WHAT THE TASK REQUIRES —
Every line below that carries the word "prairie" needs to be copied.

DATA SHOWN —
%%
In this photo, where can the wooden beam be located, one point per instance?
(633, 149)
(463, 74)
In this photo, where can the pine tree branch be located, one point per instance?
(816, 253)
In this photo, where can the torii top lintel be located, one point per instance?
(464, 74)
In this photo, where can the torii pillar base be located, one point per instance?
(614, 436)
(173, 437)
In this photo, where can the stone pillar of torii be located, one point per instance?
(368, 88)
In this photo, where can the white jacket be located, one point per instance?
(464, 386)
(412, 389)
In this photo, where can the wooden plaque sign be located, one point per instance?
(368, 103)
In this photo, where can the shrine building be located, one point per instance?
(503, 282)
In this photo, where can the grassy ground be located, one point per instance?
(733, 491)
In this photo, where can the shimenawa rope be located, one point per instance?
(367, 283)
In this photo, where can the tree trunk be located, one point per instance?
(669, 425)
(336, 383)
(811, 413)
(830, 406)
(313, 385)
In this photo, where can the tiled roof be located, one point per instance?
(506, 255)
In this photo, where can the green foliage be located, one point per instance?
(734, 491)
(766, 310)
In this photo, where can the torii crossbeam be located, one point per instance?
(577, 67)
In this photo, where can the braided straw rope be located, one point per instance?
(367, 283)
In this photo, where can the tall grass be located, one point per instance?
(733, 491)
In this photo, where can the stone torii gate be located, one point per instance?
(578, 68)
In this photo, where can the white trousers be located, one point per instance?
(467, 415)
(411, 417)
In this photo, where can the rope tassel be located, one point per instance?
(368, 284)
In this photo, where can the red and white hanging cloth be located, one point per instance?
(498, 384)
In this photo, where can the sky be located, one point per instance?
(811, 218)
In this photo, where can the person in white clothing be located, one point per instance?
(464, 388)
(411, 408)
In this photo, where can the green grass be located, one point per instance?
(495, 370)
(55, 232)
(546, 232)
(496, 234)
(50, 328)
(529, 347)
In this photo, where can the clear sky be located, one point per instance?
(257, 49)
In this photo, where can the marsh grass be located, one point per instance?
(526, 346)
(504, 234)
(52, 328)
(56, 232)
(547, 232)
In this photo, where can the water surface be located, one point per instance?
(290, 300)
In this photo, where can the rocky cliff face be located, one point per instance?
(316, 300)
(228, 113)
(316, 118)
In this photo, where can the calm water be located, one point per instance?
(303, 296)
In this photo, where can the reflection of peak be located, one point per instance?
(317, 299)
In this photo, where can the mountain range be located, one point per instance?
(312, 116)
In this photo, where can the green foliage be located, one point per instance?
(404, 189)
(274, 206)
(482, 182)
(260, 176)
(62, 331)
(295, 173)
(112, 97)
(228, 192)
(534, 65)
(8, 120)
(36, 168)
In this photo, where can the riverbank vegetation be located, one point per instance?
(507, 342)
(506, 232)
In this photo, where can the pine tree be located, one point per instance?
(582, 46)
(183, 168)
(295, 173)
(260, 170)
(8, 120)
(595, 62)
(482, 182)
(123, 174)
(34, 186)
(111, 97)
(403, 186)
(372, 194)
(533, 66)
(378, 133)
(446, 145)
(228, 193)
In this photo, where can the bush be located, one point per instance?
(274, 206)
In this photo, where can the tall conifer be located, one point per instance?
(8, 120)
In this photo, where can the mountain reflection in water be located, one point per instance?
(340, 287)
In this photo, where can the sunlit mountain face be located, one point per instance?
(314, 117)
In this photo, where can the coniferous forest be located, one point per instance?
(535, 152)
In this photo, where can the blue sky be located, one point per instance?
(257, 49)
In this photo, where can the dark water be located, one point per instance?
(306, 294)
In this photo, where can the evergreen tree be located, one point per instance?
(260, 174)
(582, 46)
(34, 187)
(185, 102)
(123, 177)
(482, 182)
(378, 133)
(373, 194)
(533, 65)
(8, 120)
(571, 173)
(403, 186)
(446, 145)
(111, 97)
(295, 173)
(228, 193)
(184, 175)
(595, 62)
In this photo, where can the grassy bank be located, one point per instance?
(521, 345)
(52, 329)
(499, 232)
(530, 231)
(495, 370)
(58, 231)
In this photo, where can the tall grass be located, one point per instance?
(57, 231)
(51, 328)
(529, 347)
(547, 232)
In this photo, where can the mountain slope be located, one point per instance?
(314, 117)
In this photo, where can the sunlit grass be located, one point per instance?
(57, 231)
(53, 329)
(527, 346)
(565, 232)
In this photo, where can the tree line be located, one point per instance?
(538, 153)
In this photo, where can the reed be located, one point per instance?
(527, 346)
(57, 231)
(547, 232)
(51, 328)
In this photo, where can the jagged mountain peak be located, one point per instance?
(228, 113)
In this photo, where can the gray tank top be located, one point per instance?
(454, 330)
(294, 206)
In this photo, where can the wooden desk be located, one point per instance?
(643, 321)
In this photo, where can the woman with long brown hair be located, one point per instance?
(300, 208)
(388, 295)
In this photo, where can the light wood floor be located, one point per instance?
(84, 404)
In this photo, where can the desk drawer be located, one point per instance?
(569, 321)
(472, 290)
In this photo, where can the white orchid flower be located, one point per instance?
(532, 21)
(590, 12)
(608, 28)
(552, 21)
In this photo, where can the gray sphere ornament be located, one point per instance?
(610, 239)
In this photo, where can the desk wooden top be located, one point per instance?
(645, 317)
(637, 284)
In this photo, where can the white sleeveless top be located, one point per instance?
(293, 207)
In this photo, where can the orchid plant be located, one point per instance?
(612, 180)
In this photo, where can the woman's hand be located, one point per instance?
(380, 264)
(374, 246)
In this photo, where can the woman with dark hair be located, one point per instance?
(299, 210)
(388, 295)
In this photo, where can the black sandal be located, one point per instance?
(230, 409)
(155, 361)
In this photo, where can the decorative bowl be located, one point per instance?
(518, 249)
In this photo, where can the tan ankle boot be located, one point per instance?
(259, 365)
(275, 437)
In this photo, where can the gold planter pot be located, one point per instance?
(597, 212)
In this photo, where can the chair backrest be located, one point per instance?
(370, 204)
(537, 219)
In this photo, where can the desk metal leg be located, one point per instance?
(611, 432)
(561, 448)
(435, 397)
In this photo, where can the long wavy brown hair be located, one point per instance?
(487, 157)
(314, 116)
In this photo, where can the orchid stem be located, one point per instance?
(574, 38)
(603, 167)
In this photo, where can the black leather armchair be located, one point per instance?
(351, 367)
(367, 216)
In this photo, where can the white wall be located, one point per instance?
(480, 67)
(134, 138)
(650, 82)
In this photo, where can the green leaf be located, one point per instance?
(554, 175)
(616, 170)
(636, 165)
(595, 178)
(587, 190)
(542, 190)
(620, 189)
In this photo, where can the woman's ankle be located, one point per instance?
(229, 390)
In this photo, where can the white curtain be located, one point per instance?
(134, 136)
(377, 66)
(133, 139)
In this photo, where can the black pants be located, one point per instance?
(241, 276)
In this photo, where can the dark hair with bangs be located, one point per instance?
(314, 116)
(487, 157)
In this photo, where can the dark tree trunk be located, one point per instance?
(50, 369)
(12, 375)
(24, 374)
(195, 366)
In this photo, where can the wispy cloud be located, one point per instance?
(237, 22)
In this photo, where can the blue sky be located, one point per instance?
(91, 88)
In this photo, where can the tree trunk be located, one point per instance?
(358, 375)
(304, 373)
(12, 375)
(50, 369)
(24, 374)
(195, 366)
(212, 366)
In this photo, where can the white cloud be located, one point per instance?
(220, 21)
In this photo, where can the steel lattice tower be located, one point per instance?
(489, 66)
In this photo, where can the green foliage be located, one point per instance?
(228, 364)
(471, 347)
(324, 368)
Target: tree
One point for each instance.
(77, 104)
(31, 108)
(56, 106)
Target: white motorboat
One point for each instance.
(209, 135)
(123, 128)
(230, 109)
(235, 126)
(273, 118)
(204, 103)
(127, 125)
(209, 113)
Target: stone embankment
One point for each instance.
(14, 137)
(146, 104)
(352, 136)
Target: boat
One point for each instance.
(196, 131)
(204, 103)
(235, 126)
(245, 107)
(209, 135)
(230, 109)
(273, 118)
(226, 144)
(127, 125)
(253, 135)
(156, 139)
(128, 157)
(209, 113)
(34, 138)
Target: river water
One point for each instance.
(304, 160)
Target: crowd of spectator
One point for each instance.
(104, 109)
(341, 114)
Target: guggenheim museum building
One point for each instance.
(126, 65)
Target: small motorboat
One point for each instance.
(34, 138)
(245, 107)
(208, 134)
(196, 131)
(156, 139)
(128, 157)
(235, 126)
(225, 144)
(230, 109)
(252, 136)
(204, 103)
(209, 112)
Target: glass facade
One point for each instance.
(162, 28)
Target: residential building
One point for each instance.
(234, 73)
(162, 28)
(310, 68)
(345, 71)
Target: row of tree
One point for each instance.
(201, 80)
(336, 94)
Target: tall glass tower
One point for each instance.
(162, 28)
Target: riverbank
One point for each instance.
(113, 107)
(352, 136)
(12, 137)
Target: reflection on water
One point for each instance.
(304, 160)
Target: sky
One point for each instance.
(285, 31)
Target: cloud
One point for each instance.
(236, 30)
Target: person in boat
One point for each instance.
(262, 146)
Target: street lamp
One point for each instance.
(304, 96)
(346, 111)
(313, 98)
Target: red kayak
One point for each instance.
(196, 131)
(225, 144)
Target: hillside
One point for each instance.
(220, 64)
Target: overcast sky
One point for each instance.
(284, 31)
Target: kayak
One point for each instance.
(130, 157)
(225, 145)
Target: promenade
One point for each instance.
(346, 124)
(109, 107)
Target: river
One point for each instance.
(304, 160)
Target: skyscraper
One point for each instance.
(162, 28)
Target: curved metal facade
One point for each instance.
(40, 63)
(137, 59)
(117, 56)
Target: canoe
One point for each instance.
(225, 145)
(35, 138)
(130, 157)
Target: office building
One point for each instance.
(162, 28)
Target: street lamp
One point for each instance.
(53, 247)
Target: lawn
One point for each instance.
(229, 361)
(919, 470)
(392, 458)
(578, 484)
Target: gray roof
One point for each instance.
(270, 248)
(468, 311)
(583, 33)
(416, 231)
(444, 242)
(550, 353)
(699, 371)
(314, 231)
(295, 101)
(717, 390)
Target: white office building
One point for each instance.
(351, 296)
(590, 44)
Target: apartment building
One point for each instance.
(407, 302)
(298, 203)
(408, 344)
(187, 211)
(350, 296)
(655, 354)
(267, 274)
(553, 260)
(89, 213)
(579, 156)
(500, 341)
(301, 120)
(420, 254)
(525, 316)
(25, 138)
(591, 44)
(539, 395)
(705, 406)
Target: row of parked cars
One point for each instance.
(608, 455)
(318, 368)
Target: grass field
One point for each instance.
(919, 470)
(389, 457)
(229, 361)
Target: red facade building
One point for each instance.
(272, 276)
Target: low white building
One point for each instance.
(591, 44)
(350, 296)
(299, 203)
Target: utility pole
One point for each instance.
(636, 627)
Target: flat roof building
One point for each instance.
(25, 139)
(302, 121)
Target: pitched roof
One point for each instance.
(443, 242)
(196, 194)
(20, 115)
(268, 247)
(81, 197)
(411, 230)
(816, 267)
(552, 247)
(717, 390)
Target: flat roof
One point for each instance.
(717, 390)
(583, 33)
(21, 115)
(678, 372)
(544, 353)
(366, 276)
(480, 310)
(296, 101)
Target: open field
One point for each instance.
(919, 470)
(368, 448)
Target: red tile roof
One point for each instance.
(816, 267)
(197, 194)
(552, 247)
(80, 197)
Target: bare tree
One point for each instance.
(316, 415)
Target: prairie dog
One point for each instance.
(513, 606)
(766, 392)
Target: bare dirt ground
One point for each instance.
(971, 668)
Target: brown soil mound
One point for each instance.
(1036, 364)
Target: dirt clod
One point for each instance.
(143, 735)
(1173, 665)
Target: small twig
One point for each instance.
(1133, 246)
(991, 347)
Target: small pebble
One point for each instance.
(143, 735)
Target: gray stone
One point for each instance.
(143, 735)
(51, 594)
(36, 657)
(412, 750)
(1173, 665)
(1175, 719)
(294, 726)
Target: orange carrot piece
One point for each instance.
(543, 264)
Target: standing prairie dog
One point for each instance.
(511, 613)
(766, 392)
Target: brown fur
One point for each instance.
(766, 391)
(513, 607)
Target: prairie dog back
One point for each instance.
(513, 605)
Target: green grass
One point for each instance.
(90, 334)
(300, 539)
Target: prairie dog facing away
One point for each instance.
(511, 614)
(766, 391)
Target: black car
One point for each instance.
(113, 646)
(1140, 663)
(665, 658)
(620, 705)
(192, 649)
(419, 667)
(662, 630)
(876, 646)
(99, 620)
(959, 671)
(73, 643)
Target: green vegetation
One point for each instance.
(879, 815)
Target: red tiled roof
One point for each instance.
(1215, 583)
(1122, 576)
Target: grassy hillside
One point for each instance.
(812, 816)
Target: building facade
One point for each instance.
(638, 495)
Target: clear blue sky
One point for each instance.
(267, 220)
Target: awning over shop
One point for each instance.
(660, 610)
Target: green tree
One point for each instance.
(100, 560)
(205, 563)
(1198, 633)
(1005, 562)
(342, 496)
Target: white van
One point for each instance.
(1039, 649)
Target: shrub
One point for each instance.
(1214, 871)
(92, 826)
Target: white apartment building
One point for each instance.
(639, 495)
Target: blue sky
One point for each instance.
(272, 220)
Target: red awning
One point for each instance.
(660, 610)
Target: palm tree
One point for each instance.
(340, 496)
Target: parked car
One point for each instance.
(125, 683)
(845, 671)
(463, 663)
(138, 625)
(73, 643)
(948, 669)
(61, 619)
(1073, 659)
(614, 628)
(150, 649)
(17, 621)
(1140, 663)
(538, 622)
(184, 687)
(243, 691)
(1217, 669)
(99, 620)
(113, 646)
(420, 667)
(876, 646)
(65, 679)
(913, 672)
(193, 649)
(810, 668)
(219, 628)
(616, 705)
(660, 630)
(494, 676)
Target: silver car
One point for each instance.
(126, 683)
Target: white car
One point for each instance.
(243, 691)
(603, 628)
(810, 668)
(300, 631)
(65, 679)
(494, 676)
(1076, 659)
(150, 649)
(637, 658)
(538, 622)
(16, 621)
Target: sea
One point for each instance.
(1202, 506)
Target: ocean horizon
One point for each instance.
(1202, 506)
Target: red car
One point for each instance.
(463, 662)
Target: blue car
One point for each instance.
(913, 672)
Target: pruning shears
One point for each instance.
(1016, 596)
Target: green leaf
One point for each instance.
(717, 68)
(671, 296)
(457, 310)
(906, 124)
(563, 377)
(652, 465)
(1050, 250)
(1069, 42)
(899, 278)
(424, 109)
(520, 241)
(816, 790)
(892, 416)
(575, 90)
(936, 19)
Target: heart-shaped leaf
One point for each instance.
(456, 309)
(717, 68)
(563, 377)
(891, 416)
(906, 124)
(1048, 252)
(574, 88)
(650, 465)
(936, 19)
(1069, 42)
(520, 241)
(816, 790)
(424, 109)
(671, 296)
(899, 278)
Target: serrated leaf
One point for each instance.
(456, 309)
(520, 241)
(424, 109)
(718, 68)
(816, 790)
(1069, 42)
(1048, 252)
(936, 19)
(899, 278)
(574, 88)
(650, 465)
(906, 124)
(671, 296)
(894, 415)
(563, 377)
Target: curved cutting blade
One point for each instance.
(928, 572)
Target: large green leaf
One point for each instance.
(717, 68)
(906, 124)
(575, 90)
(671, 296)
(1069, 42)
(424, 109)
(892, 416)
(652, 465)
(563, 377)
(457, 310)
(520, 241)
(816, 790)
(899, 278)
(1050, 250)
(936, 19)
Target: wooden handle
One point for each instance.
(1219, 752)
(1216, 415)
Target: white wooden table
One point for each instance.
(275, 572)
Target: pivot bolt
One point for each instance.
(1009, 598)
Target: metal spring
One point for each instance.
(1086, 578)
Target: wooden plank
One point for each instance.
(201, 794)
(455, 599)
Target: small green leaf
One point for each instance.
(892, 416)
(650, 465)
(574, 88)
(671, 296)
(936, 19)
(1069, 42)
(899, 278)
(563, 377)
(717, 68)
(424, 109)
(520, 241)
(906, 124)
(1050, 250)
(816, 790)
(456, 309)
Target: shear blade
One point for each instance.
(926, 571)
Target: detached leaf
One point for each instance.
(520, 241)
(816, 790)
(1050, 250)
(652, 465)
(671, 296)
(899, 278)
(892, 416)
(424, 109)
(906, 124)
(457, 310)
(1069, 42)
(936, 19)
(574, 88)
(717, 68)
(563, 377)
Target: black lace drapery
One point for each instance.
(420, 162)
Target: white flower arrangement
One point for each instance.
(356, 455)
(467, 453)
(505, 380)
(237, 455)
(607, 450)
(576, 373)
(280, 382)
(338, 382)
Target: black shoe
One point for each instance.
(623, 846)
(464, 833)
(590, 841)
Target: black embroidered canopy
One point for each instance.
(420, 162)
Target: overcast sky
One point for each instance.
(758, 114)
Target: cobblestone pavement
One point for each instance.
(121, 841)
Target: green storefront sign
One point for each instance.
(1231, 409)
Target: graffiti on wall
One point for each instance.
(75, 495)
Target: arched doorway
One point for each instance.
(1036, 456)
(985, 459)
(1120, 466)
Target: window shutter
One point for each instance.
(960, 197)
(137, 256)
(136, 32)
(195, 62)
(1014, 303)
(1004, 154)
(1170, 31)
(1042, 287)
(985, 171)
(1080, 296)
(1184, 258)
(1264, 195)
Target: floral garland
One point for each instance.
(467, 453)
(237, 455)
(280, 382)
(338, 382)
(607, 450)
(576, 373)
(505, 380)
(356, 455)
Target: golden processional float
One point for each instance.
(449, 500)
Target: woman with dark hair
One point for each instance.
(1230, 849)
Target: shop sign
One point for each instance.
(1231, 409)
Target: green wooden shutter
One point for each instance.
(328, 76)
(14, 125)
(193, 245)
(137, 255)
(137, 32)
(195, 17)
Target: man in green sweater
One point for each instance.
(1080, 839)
%%
EXPECTED OUTPUT —
Target: prairie dog
Target: standing prairie dog
Target: prairie dog back
Target: prairie dog facing away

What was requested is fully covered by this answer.